PROBLEM REQUIREMENTS » Except for the pictures, retype the records that follow exactly.

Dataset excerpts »
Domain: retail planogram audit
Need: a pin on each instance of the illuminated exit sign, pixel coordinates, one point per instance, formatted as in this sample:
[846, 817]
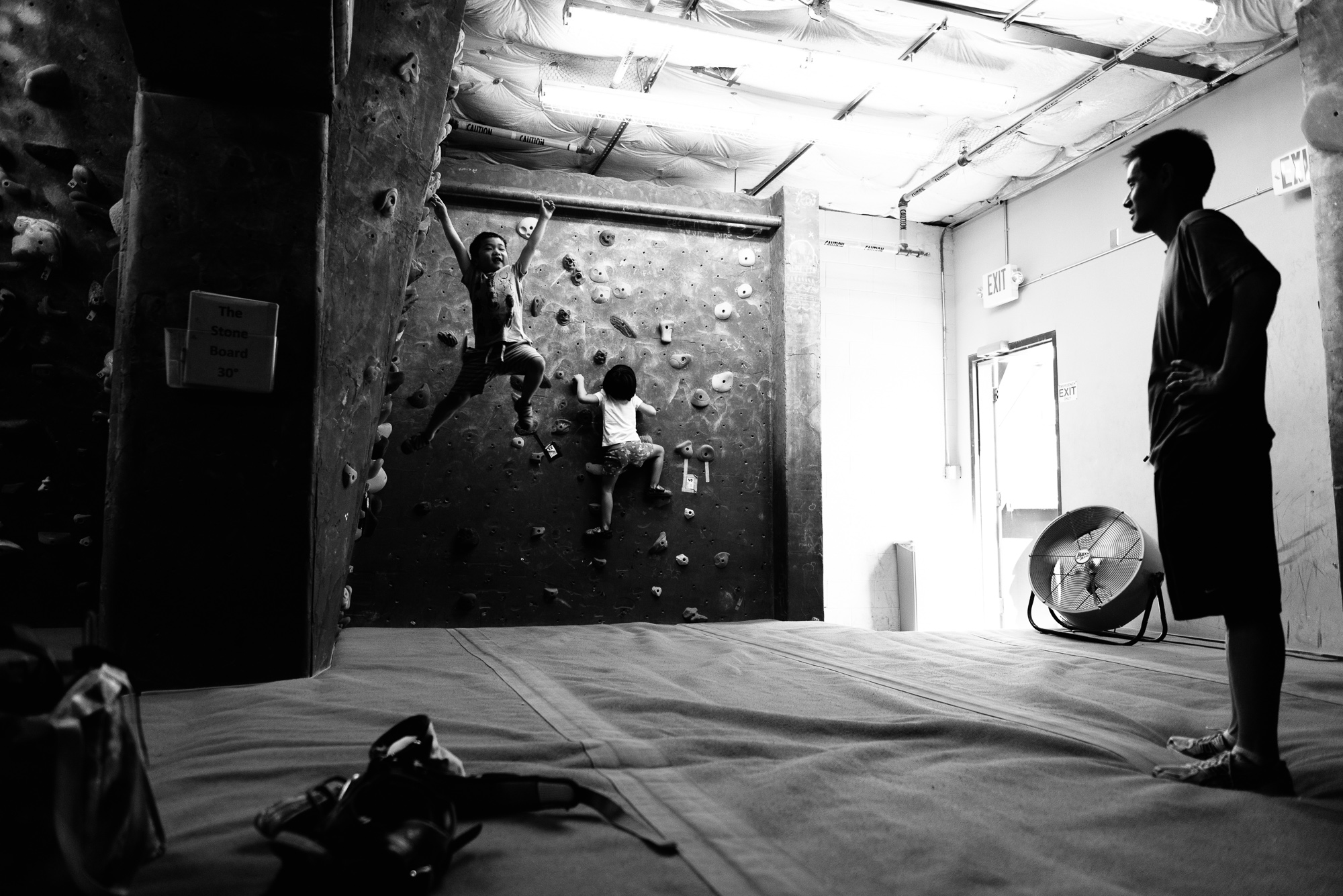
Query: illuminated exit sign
[1291, 172]
[1000, 287]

SOLUTION TO THIS PROBLEM »
Domain: retail planogram audit
Need: a pin on each instance of the illuminated exit sign, pixel coordinates, one point per instance, formatted as in this sample:
[846, 817]
Query: illuminated exit sign
[1291, 172]
[1000, 287]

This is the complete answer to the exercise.